■ Das Material erkunden ■
1. Schreib aus dem Text über die jungen Regisseure an der Rheinoper das Stück von „Die letzten Premieren“ bis einschließlich „einspringende Sänger einzuarbeiten.“ Wort für Wort ab.
2. Übersetze diesen Satz aus dem Text über die jungen Regisseure an der Rheinoper ins Englische: „Philipp Westerbakei, der in Bochum studiert hat, ist seit 2013/14 am Rhein engagiert.“

■ Übungstext ■
^^^^^^^^

Duisburg. . Tibor Torell und Philipp Westerbakei stellen ihre ersten eigenständigen Inszenierungen vor: Elliott Carters „What next?“ und Leonard Bernsteins „Trouble in Tahiti“.
Die letzten Premieren der Rheinopern-Spielzeit sind dem Nachwuchs gewidmet – junge Regisseure und junge Choreographen stellen im Juni ihre ersten eigenständigen Arbeiten vor. Bevor die „Young Moves“ (25. Juni) Premiere haben, legen am Samstag, 4. Juni, die „Young Directors“ vor: Tibor Torell inszeniert den Einakter „What next?“ von Elliott Carter, Philipp Westerbakei den Einakter „Trouble in Tahiti“ von Leonard Bernstein.
Der erfahrenere Tibor Torell wurde in Tschechien geboren und kam nach Stationen in Brünn, Prag, Köln und Aachen 2011/12 als Spielleiter an die Rheinoper. Philipp Westerbakei, der in Bochum studiert hat, ist seit 2013/14 am Rhein engagiert. Spielleiter: Das heißt vor allem, Inszenierungen anderer Regisseure auf die Bühne zu bringen, seien es Wiederaufnahmen oder abendliche Vorstellungen, neue oder einspringende Sänger einzuarbeiten.
Dass beide gleich auf der großen Bühne, mit gestandenen Sängern und großem Orchester, den Duisburger Philharmonikern, arbeiten dürfen, hat Generalintendant Christoph Meyer gewollt, dem die Förderung des Nachwuchses in jeder Hinsicht persönliches Anliegen ist. „Ein Riesengeschenk“, schwärmt Westerbakei: „Das ist ein Riesenschritt, nach der eher handwerklichen Arbeit jetzt das Künstlerische hervorzuholen, jetzt vogelfrei zu sein.“
Konversation steht im Mittelpunkt
Und da beide „so unterschiedlich sind wie Carter und Bernstein“, gab es auch keine Frage, wer welche Oper inszeniert. Torell entschied sich sofort für „What next?“, die Oper des eher intellektuellen Komponisten Carter, der Kunstmusik mit höchstem Anspruch komponierte. Auch für den jungen musikalischen Leiter Jesse Wong eine große Aufgabe. „Das ist eine sehr interessante Geschichte, und ich bin total begeistert von der Komplexität der Musik: Es gibt aggressive, aber auch berührende Momente.“ Für ihn steht die Frage nach Identität im Mittelpunkt des Einakters.

^^^^^^^^

■ Bereitgestelltes Material ■
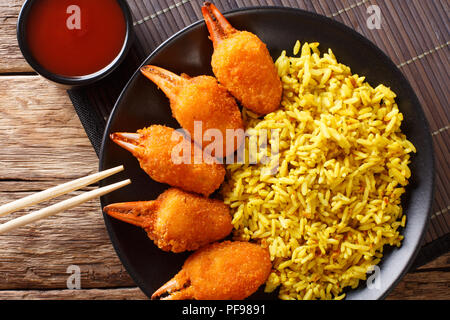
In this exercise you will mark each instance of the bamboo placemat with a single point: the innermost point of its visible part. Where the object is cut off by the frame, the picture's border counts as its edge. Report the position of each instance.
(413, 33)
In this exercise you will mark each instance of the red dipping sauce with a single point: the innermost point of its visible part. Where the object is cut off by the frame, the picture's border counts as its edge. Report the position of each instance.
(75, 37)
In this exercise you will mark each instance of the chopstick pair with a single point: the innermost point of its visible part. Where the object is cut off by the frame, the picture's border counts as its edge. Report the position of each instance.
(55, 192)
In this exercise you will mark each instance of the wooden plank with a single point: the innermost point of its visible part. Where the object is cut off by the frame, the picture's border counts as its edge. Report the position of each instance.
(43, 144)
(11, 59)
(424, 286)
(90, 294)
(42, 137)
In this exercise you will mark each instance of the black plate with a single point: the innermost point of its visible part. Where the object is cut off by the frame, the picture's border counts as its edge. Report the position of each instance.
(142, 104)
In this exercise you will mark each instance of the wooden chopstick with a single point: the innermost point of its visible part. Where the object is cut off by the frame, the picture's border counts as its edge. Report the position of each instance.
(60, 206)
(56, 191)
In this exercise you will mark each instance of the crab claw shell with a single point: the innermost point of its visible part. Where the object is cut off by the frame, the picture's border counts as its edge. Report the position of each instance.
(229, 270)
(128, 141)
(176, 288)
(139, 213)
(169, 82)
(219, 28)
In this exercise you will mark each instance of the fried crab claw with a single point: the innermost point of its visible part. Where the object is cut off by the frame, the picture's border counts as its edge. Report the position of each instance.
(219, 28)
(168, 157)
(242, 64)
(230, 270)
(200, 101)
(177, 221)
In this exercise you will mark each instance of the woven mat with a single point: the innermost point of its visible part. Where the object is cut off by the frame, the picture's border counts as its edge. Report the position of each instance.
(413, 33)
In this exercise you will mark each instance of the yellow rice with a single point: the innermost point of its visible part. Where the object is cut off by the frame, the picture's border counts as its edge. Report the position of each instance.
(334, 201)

^^^^^^^^

■ Die Lösungen ■
1.
Die letzten Premieren der Rheinopern-Spielzeit sind dem Nachwuchs gewidmet – junge Regisseure und junge Choreographen stellen im Juni ihre ersten eigenständigen Arbeiten vor. Bevor die „Young Moves“ (25. Juni) Premiere haben, legen am Samstag, 4. Juni, die „Young Directors“ vor: Tibor Torell inszeniert den Einakter „What next?“ von Elliott Carter, Philipp Westerbakei den Einakter „Trouble in Tahiti“ von Leonard Bernstein.
Der erfahrenere Tibor Torell wurde in Tschechien geboren und kam nach Stationen in Brünn, Prag, Köln und Aachen 2011/12 als Spielleiter an die Rheinoper. Philipp Westerbakei, der in Bochum studiert hat, ist seit 2013/14 am Rhein engagiert. Spielleiter: Das heißt vor allem, Inszenierungen anderer Regisseure auf die Bühne zu bringen, seien es Wiederaufnahmen oder abendliche Vorstellungen, neue oder einspringende Sänger einzuarbeiten.

2. Philipp Westerbakei, who studied in Bochum, has been engaged on the Rhine since 2013/14.